▶ _Task to complete_
Locate each line in the rows below that contains the word "ridge" and copy it out in full. Case counts.

▶ _Data rows_
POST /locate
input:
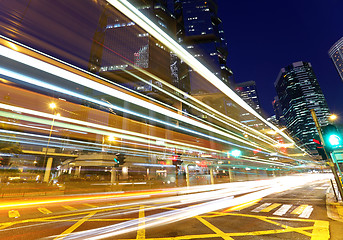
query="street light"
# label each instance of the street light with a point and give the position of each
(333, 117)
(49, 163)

* * *

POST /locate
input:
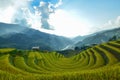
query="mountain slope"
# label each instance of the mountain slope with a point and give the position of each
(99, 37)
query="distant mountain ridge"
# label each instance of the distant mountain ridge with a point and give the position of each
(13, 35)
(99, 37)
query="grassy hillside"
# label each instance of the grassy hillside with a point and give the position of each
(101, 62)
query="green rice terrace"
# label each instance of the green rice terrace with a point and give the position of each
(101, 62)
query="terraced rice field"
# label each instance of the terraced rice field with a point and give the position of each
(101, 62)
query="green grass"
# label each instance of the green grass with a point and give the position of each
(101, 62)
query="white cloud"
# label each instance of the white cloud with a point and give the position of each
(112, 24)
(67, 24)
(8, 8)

▶ _Correct output_
query="distant mountain ridge"
# label each instance of the distant mountain ridge with a point and give the position of each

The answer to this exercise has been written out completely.